## [CONSIGNE]
Filtrez les données ci-dessous en recopiant chaque ligne qui contient la chaîne « with ». La casse doit être respectée.

## [Entrées de données recueillies]
● ● ●

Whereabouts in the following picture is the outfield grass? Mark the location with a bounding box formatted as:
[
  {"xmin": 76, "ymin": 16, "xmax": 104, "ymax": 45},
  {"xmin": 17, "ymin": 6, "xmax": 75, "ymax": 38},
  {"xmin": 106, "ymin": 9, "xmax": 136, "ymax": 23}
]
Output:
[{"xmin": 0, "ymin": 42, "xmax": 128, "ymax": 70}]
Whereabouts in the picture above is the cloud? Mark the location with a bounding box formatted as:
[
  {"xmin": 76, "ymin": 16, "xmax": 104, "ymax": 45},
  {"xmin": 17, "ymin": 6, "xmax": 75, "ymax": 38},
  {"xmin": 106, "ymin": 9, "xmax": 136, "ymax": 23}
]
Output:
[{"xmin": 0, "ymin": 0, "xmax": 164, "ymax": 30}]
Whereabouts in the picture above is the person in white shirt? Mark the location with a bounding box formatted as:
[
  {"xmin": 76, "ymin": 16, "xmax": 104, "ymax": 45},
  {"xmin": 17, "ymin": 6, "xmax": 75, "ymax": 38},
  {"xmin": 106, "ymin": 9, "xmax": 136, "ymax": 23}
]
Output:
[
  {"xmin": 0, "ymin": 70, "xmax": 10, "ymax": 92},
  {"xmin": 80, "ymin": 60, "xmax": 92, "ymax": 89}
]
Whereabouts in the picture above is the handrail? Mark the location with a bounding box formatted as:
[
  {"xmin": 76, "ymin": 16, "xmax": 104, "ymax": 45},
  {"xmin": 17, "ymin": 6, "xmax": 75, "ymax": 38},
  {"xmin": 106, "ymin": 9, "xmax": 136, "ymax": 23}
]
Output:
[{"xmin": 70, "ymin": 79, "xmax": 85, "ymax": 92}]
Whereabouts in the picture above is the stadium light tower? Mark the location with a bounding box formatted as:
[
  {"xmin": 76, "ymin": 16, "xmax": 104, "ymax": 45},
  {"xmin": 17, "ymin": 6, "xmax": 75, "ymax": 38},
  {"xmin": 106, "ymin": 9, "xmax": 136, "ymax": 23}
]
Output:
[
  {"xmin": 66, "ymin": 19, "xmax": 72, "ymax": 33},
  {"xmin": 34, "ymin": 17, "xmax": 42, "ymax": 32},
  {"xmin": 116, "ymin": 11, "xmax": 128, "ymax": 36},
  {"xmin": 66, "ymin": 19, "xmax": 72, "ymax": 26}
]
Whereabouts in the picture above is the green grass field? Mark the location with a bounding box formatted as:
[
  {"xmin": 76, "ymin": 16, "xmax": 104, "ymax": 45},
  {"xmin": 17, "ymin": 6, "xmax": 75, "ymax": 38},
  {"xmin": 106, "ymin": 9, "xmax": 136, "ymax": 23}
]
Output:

● ● ●

## [RÉPONSE CI-DESSOUS]
Whereabouts in the following picture is the outfield grass? Mark the location with a bounding box formatted as:
Whereabouts in the picture above is the cloud? Mark the location with a bounding box formatted as:
Whereabouts in the picture above is the person in white shirt? Mark the location with a bounding box formatted as:
Whereabouts in the picture above is the handrail? Mark the location with a bounding box formatted as:
Whereabouts in the picture above is the stadium light tower? Mark the location with a bounding box formatted as:
Whereabouts in the picture above is the green grass field? Mark the location with a bounding box formatted as:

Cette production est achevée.